--- Exercise text Enclosed Below ---

Customer Rating:      Summary: Worth it for the music alone Comment: I've had occasion to see a number of good German films in the past year, and this is one of the best. It's the story of a straight photographer (Til Schweiger) who is initiated into the Cologne gay scene after he is tossed out of his apartment by his girlfriend, who discovers him cheating on her at the restaurant where they both work. Our hero ends up sharing a flat with a gay man, who then plots to seduce him. There are a lot of hokey plot contrivances to keep this one afloat, but they only serve to underscore the charm of the film's remarkably adept cast--with empashis here on Herr Schweiger. The film is punctuated throughout by camp musical interludes courtesy of Max Raabe and the incredible Palast Orchester, whom some of you may know from their "Charming Weill" album. "Kein Schwein ruft mich an" is just one gem among many. See it, if only for the music.

--- End of Enclosed Exercise text ---
--- Excerpted records Enclosed Below ---

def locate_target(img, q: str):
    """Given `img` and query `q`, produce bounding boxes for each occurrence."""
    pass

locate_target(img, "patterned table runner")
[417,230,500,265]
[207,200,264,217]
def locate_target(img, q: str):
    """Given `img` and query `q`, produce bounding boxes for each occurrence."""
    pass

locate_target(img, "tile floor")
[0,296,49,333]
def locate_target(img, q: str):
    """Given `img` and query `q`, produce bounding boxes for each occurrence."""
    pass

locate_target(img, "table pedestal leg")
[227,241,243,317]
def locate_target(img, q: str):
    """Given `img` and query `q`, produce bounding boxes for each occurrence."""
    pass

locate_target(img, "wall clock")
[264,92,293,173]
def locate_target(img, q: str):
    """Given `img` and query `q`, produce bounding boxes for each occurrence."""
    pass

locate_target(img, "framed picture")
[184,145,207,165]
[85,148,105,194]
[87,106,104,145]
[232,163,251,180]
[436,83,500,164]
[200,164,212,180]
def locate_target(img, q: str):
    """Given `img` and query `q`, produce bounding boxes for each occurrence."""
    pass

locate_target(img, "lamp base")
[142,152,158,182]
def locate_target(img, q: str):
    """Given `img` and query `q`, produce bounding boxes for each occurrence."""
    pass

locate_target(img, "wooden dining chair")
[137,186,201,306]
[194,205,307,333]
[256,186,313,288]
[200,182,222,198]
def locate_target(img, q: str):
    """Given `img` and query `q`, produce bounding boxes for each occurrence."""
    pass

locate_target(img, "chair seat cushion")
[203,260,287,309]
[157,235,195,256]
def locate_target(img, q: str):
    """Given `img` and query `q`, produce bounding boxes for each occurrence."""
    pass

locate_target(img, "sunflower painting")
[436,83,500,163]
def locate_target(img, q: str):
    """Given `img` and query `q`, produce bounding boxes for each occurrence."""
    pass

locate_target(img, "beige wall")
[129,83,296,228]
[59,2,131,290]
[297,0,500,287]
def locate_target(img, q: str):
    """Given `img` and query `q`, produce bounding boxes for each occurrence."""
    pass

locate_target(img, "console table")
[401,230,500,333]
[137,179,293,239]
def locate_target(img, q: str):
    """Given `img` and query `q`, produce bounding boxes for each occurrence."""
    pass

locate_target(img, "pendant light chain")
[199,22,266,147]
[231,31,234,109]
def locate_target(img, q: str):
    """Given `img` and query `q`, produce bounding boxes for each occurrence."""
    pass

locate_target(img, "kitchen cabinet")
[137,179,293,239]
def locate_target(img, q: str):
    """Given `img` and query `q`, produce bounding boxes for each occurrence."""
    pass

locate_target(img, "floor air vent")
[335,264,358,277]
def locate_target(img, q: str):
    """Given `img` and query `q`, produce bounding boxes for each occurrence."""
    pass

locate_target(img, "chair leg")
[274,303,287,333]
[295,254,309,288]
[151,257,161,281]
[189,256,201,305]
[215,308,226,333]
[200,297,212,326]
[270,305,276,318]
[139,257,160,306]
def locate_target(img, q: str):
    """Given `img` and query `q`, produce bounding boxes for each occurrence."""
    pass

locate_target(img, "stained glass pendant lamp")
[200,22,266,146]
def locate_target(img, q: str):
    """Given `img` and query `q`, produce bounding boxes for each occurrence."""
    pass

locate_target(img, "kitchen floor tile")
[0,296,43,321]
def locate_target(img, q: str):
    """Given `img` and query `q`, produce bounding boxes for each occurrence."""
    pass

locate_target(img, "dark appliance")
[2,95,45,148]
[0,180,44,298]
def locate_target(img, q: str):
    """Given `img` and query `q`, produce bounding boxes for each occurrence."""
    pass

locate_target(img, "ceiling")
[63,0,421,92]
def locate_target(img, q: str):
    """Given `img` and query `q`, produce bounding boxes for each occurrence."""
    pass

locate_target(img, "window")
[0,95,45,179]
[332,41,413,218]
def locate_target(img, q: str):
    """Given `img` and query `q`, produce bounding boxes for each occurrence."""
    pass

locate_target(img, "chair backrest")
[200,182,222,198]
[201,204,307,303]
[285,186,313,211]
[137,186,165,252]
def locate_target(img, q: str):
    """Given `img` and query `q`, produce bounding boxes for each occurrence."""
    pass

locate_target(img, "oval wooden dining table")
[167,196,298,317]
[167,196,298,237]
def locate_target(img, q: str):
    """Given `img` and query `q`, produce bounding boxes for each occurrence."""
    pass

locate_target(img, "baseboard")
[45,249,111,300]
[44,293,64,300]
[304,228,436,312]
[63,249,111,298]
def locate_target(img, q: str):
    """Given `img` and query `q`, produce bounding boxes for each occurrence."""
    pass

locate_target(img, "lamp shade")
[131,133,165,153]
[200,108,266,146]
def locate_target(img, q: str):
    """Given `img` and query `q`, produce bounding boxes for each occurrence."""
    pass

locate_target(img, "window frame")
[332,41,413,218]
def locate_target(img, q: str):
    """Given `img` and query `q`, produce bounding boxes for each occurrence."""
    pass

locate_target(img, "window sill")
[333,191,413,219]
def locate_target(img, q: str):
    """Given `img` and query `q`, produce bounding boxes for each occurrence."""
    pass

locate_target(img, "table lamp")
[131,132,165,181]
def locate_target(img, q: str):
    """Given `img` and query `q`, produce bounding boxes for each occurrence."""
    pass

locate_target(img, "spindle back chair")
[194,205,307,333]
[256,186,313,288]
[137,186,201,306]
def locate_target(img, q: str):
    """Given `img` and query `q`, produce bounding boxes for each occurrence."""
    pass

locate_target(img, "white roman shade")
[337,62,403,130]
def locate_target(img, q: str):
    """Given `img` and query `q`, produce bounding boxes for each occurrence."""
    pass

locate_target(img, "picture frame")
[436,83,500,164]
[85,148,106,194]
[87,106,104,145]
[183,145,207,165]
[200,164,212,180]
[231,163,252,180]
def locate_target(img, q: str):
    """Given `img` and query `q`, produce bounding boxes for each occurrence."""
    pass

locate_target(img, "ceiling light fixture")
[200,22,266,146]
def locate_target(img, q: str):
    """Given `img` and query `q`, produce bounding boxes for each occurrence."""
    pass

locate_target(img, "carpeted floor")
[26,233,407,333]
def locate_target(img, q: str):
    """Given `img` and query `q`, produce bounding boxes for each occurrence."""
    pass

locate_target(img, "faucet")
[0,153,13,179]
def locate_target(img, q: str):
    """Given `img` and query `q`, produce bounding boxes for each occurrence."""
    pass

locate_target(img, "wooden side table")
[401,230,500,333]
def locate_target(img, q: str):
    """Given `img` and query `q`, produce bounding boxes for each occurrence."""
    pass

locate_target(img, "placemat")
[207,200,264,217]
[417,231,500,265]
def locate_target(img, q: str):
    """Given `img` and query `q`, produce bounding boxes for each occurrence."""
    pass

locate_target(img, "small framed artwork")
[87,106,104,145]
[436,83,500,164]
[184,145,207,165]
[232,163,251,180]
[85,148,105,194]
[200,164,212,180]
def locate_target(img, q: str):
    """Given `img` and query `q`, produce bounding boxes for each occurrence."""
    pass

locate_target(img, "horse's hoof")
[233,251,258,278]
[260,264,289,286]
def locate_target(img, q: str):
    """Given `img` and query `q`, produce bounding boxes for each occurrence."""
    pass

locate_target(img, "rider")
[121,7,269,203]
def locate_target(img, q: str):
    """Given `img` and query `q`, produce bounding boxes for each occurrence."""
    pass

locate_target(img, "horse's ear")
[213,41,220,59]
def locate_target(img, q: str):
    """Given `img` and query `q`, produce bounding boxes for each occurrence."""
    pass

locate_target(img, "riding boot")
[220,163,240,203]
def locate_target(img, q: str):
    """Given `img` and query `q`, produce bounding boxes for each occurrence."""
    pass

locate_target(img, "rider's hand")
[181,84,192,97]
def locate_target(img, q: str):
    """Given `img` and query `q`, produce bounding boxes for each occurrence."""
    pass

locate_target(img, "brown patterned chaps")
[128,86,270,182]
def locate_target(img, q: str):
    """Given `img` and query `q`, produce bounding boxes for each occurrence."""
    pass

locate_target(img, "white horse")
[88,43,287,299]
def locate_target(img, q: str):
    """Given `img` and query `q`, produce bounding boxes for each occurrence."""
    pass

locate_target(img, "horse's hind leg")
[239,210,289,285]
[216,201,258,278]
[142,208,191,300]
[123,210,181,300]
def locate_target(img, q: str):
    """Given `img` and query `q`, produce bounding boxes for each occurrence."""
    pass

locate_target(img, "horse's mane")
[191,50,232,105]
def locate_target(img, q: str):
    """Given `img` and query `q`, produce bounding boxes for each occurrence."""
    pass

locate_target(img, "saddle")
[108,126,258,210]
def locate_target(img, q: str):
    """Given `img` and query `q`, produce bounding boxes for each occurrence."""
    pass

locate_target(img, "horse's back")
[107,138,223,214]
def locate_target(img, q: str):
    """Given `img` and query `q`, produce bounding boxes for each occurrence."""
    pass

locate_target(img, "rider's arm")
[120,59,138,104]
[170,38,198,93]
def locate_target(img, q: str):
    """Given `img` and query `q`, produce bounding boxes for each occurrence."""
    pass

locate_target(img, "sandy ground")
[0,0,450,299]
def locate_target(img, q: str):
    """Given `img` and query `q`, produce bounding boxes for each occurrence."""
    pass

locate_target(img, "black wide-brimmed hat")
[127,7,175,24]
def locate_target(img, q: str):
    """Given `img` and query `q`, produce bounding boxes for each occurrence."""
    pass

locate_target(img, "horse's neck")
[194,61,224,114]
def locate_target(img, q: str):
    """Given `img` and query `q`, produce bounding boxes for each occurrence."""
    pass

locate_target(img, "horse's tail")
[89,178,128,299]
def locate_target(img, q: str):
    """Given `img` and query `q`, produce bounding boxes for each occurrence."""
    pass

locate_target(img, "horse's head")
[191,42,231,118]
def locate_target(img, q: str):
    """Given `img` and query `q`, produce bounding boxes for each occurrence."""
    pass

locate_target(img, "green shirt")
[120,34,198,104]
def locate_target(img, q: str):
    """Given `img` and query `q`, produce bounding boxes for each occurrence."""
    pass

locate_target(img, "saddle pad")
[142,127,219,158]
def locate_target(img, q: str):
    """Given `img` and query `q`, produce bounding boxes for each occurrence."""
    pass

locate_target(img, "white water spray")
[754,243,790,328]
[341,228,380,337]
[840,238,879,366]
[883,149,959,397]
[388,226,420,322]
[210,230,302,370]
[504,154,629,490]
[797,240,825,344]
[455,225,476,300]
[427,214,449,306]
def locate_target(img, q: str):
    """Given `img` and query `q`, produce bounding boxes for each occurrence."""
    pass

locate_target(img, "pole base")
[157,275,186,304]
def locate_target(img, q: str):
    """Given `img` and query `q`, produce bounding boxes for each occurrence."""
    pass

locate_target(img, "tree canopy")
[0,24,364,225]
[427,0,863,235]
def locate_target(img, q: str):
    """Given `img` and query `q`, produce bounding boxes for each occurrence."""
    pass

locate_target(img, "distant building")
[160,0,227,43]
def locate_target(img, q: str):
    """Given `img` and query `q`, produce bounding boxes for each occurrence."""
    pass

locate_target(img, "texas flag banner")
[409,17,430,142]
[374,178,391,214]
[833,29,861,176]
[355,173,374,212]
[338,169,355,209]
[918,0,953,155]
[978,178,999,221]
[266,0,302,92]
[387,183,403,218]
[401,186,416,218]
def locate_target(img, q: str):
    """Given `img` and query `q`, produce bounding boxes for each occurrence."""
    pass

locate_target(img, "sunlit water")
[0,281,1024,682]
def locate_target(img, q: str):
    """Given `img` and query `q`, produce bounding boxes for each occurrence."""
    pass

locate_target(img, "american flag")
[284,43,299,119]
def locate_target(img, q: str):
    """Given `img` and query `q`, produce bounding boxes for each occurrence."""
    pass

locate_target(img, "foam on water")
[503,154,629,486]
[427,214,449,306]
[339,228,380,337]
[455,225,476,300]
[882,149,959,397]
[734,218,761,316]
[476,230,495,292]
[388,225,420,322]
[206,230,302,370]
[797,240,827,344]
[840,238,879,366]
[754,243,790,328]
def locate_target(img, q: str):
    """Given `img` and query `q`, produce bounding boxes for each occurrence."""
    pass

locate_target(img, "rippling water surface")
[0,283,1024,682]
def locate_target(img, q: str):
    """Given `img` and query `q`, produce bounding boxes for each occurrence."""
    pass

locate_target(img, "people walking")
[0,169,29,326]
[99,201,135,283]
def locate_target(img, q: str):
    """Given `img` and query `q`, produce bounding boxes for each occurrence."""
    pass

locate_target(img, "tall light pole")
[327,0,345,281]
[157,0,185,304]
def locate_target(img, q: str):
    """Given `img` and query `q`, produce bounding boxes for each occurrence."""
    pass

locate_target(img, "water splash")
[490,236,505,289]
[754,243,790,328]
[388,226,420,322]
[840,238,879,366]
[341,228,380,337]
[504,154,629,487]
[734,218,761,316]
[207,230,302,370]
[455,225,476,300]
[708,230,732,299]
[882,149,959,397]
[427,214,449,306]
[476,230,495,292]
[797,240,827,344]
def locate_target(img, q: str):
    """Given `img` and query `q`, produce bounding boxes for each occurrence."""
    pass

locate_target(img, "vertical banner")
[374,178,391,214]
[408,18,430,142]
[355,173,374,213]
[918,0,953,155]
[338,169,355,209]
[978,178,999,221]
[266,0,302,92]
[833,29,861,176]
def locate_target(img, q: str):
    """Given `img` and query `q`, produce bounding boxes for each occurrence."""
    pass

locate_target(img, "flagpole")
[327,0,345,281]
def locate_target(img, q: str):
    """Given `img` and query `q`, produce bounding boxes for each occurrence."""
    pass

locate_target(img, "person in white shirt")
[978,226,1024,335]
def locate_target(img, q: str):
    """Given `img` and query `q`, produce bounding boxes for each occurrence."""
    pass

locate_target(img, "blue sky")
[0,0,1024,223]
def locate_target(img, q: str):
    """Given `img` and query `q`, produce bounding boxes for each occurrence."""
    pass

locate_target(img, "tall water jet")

--- End of Enclosed Excerpted records ---

Your goal.
Please list every person and musical group named in the film review.

The completed task.
Til Schweiger, Max Raabe, Palast Orchester